▶ [DIRECTIVE] Locate each row below that contains the word "rock" and copy those rows out in full.

▶ [DATA]
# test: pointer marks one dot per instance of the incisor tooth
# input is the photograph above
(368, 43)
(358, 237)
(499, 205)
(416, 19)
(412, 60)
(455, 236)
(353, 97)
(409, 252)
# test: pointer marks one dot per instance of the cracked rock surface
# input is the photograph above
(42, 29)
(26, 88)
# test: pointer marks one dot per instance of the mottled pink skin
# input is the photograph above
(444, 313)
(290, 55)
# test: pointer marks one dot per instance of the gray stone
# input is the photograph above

---

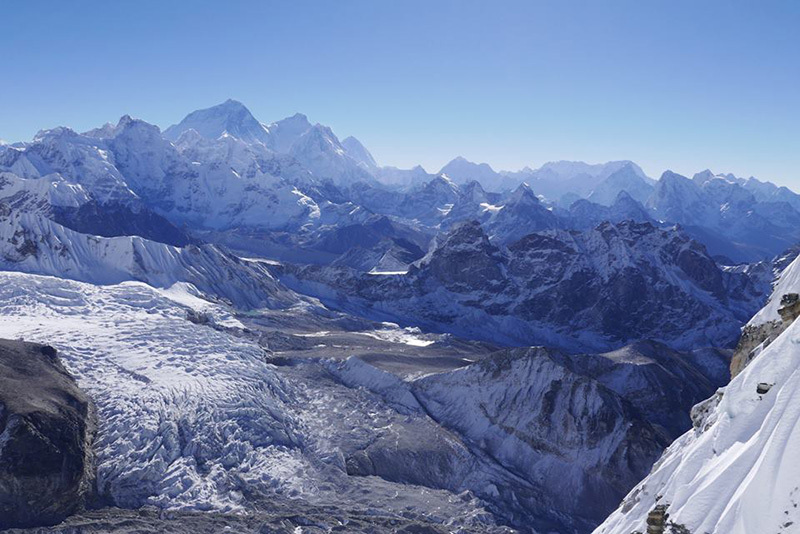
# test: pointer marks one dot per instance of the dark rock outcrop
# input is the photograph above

* * *

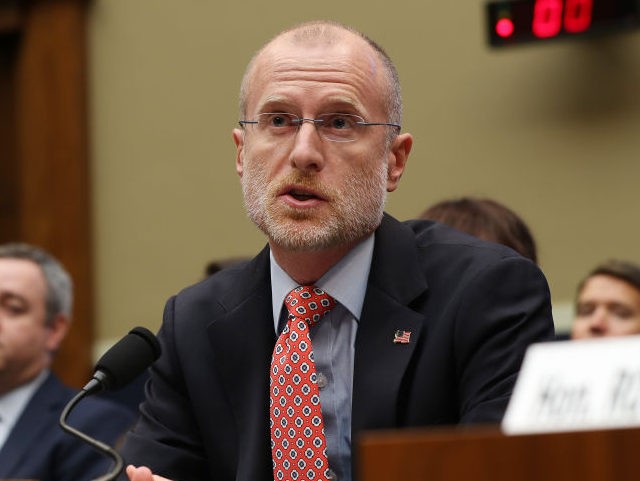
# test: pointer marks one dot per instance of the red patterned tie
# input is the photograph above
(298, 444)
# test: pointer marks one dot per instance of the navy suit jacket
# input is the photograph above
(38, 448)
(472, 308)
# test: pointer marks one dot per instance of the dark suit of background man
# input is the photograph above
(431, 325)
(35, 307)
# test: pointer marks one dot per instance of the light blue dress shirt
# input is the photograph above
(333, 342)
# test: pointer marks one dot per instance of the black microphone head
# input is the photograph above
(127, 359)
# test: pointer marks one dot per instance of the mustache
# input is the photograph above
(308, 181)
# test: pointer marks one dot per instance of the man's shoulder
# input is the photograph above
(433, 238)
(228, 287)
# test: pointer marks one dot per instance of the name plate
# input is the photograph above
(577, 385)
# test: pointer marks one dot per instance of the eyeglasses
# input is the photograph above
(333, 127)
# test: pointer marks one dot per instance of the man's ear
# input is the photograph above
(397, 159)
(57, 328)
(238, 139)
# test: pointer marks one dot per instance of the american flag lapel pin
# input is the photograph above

▶ [THE COMPLETED TASK]
# test: pointer marks one dot per instance of the cracked rock surface
# test: pointer marks one dot per instance of the dark rock outcrop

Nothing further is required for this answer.